# start of Items

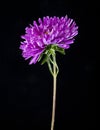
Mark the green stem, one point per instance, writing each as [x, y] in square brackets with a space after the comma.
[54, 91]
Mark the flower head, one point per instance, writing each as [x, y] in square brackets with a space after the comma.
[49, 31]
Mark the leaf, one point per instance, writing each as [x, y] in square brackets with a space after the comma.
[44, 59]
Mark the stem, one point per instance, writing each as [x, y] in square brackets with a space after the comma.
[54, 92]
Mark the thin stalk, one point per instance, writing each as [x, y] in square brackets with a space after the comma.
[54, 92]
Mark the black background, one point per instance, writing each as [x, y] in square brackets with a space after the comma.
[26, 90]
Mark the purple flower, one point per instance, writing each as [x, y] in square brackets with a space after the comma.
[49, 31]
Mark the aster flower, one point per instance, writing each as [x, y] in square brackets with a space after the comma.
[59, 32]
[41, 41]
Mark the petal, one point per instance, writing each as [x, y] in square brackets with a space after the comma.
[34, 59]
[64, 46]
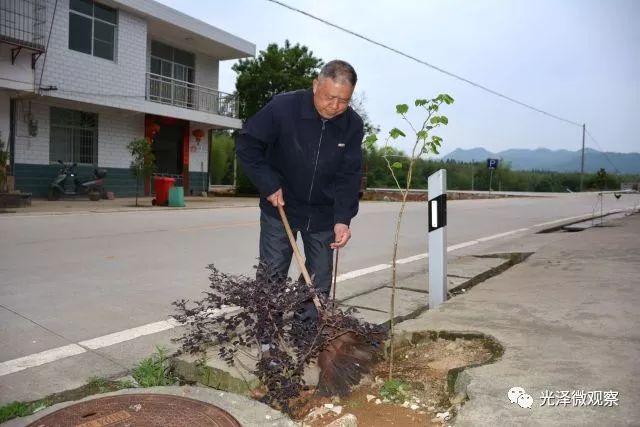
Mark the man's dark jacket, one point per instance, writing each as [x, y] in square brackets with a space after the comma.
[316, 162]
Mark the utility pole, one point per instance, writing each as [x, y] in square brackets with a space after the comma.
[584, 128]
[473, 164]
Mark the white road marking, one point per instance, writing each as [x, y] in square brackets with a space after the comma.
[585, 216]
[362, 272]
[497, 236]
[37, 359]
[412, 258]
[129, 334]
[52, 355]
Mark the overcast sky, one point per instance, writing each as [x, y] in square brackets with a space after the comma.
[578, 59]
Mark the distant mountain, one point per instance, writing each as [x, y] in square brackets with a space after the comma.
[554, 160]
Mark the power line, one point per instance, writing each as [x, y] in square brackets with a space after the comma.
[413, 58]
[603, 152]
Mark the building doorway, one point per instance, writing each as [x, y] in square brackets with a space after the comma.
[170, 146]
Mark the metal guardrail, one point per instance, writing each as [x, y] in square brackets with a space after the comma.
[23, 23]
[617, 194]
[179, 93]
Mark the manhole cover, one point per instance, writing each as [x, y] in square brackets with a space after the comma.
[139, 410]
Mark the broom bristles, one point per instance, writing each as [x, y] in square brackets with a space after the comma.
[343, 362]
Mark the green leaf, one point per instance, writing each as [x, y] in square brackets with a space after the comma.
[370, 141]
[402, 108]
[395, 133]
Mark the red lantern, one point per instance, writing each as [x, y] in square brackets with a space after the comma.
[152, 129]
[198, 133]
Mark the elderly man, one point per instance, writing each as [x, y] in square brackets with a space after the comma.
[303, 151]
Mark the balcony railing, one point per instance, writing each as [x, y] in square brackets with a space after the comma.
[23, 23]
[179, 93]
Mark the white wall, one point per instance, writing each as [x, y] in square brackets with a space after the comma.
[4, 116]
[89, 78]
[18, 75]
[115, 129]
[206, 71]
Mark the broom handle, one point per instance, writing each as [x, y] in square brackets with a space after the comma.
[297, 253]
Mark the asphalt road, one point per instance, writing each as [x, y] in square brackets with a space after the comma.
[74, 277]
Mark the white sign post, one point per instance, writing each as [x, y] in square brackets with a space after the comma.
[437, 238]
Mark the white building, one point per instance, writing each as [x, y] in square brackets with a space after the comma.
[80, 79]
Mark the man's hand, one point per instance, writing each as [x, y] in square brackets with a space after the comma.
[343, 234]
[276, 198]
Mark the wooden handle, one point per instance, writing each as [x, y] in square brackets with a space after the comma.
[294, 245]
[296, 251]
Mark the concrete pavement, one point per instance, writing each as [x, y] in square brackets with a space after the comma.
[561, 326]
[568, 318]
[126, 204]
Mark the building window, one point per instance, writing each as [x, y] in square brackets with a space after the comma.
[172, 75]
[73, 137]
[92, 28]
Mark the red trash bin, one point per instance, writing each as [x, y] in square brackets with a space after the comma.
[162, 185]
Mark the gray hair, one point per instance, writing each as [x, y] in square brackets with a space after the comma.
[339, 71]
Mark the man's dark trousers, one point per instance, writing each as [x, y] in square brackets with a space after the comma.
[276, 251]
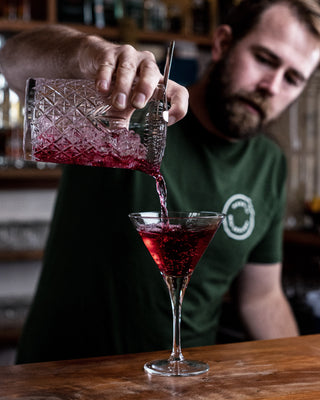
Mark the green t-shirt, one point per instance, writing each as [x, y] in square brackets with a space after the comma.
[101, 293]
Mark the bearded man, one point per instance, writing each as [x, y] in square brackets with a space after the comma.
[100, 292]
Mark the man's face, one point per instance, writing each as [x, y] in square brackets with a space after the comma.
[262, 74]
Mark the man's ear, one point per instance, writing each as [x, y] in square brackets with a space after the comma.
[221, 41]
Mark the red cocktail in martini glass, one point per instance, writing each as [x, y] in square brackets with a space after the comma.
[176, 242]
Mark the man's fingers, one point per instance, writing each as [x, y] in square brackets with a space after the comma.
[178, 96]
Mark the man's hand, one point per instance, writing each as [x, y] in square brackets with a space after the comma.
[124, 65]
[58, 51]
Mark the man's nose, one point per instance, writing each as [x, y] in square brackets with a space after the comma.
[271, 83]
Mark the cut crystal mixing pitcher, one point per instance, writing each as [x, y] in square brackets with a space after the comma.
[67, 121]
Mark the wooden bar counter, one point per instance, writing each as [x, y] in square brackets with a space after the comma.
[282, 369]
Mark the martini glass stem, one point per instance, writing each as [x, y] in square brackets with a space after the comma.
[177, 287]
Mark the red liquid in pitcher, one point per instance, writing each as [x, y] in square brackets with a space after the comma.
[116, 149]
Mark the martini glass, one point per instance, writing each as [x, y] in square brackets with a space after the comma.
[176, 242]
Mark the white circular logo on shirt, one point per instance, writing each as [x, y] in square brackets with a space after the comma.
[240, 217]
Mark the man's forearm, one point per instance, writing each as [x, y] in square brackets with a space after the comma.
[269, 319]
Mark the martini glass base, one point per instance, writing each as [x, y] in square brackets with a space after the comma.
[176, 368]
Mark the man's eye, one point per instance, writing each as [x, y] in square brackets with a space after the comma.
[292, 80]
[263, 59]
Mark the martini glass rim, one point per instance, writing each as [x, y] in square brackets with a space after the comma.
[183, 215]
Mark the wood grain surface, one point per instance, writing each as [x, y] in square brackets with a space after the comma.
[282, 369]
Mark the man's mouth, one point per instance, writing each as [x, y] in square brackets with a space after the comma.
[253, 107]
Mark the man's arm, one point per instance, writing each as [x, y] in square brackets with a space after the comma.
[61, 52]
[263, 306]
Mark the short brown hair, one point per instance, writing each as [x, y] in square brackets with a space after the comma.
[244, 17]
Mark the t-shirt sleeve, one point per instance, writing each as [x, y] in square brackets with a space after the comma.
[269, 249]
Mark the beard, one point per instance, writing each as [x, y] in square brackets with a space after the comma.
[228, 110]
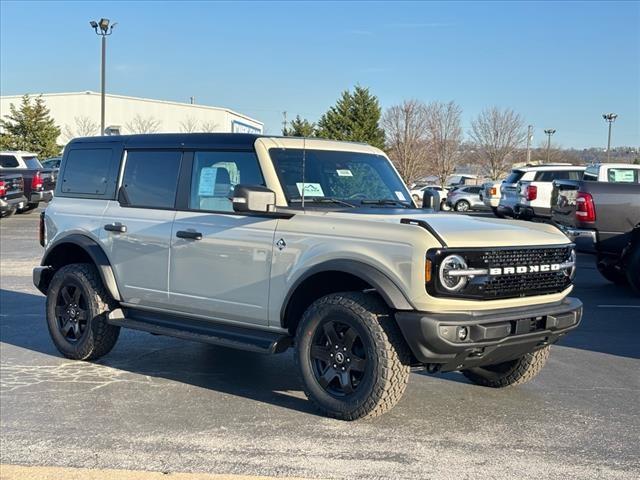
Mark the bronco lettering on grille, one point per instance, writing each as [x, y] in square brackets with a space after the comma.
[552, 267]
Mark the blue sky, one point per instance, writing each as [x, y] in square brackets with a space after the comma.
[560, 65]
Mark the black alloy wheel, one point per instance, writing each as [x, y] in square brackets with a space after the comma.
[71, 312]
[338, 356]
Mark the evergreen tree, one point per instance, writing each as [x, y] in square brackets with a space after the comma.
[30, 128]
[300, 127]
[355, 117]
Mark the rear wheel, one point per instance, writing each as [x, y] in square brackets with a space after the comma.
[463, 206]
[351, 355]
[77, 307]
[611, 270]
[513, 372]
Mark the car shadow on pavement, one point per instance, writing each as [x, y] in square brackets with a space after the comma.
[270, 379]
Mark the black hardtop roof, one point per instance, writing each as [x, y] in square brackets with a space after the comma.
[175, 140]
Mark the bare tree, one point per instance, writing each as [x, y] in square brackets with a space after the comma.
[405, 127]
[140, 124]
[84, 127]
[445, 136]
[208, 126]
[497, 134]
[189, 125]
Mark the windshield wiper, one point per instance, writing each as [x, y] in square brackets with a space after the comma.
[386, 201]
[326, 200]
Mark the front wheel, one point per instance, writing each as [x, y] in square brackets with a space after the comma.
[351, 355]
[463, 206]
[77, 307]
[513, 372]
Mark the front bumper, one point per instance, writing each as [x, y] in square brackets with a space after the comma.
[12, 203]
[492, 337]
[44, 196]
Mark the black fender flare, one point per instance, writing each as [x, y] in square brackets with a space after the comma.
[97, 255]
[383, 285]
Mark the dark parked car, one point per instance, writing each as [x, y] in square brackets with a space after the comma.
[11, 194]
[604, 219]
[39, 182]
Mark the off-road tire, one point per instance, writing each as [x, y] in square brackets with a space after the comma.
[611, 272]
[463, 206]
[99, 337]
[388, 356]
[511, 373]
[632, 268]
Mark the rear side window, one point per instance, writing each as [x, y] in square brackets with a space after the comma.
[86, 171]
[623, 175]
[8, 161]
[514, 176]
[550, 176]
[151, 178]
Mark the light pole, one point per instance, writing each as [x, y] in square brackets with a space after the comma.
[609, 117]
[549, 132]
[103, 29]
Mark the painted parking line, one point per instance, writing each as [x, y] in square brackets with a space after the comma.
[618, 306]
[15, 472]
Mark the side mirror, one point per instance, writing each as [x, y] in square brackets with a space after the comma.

# end of Items

Aim: Take the lines above from the one holding "Mark the rear side" to the last and output them exactly.

Task answer:
Mark the rear side window, one point per instance, writing each as [x, y] in square brackets with a space after the comma.
[86, 171]
[623, 175]
[8, 161]
[514, 176]
[550, 176]
[151, 178]
Mark the light pole, one point per instance, writing each as [x, y] in square brackets with a space after the comma.
[609, 117]
[549, 132]
[103, 29]
Mark the painted parking line, one point per instance, writing each as [x, y] in square brackets with a space after the comma.
[618, 306]
[15, 472]
Mark the side mirror, one point per instance, writing each as [x, y] in square brackets with a space after the comma.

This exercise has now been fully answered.